▸ **Direction 1**
From the listing below, return verbatim the lines running from the line containing "the beige painted" up to and including the line containing "[(26, 320), (268, 199), (62, 177)]".
[BEGIN Text shown]
By Molly Snyder Senior Writer Published Mar 21, 2025 at 12:02 PM

If “N is for Neville who died of ennui” means something to you, this upcoming show from Present Music is a must-see.

In honor of what would have been illustrator Edward Gorey’s 100th birthday, Carla Kihlstedt will present “26 Little Deaths” based on the late artist’s darkly humorous alphabet book, “The Gnashlycrumb Tinies.” 

"26 Little Deaths" is one of four pieces in “Into The Wild,” a world premiere event taking place Wednesday, March 26 and Thursday, March 27 at the Jan Serr Studio, 2155 N. Prospect Ave.

The show also includes "Copper Canvasby GRAMMY®-nominated composer Andy Akiho, which explores the number 29 from the Periodic Table of Elements. The other world premiere will be Turkish American composer Kamran Ince’s "Then, Nothing" which asks big existential questions with colorful passion. Plus, Pulitzer Prize-winner David Lang will present a droll, counterintuitive arrangement of Steppenwolf’s iconic biker anthem "Born to be Wild."

“26 Little Deaths” will be the final piece of the evening. Slides of the illustrations will accompany Kihlstedt’s vocals and violin. The performance will serve as an album-release party for the Kihlstedt-Present Music collaboration from Cantaloupe Music label.

"Gorey mixes the mundane, the inexplicable and the macabre. He under-explains, which is the quickest way to engage the imagination of a hungry reader, child or adult," says Kihlstedt.

OnMilwaukee: What about Edward Gorey's work appeals to you?

Carla Kihlstedt: "A is for Apple, B is for ball, C is for Car, D is for dog..." even as a kid, that seemed boring. Disappointing, even. I'm not diminishing things that are inherently innocuous, simple and sweet. But there is no invitation there. It is just fact. These are closed statements that propose no invitation to the reader. We are simply expected to nod and agree. But "A is for Amy who fell down the stairs." Did she trip? Was she pushed? "B is for Basil assaulted by bears." Why did he get so close to the bears? Where was he? What was he thinking?
[END Text shown]
[BEGIN Data records]
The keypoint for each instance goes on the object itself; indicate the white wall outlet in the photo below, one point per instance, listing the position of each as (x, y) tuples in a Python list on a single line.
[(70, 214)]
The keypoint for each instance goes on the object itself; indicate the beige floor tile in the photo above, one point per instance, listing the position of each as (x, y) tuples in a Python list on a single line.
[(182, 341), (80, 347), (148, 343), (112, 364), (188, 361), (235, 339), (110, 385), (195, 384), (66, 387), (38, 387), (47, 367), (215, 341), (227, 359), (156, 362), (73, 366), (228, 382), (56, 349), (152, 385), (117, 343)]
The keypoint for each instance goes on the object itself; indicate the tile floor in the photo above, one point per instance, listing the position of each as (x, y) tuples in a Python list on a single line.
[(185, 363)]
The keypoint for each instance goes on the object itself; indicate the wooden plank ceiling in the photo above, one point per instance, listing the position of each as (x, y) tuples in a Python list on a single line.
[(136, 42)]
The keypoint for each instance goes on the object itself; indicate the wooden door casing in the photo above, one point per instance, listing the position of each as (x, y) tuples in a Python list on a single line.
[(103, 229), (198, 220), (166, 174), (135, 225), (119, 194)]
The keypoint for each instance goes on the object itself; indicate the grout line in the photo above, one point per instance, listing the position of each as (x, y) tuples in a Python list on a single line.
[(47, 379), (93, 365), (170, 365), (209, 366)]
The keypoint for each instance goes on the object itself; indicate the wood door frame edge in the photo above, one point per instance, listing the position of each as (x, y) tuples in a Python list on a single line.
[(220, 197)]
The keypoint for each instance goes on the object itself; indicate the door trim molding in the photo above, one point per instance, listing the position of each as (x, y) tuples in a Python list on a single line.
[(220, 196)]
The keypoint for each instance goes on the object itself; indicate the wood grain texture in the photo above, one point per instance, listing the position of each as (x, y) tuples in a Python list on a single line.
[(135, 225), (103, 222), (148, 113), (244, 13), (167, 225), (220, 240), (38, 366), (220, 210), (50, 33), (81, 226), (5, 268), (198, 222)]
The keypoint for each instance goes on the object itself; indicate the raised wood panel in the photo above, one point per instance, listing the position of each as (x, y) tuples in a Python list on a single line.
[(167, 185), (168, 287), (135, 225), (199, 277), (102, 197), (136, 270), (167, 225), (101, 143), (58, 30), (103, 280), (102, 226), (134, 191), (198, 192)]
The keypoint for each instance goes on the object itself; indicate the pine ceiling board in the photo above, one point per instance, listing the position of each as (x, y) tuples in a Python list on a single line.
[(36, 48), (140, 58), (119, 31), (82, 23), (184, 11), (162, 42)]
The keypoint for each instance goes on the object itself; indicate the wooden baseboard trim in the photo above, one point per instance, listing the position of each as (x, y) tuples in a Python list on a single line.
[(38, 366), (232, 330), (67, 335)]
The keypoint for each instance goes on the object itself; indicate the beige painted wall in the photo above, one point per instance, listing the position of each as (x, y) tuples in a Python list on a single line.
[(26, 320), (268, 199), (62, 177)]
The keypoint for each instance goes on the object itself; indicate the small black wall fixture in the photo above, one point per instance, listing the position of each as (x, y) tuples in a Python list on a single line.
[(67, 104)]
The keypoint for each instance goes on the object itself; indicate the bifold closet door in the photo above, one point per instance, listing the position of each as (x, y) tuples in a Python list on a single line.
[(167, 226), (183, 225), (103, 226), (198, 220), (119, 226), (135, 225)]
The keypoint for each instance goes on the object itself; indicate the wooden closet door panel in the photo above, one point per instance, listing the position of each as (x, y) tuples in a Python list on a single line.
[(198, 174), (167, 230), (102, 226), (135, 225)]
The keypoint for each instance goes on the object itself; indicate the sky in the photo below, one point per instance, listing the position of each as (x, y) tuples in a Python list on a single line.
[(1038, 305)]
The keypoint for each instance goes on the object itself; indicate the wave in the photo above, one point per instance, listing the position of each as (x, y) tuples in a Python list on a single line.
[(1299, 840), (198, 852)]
[END Data records]
▸ **Direction 2**
Summarize the article on the Present Music show in two sentences.

▸ **Worked solution 1**
The keypoint for each instance goes on the object itself; indicate the beige painted wall in the photo above, one point per instance, listing the position of each as (x, y) tuples in a Python list on a single line.
[(26, 320), (268, 199), (62, 177)]

▸ **Worked solution 2**
In honor of what would have been Edward Gorey's 100th birthday, Carla Kihlstedt will present "26 Little Deaths," based on his darkly humorous alphabet book, as the final piece of Present Music's "Into The Wild." This world premiere event takes place March 26 and 27 at the Jan Serr Studio and also features works by Andy Akiho, Kamran Ince and David Lang, and it will serve as an album-release party for the Kihlstedt-Present Music collaboration.